━━ Stored data

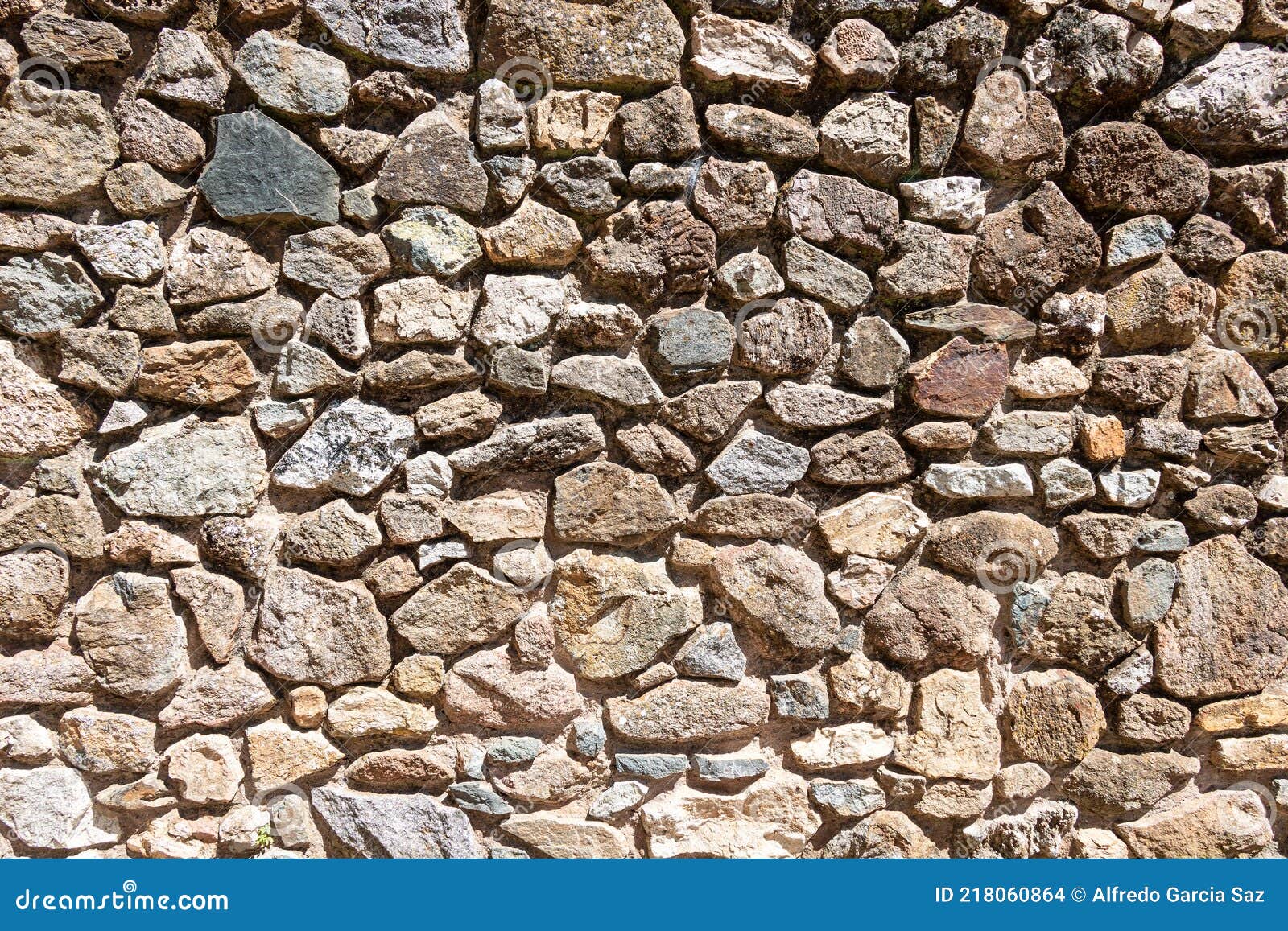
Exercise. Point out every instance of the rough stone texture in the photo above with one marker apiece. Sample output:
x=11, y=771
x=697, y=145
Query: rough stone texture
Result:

━━━━

» Task objective
Substitute "brick" for "stone" in every one of the lines above and leave everything else unchanged. Omit the picture from your answer.

» Exercise response
Exercise. Point out every instance of the rough brick texture in the photo above with one marker apiece. Sample output:
x=11, y=771
x=697, y=145
Query: rough brick texture
Result:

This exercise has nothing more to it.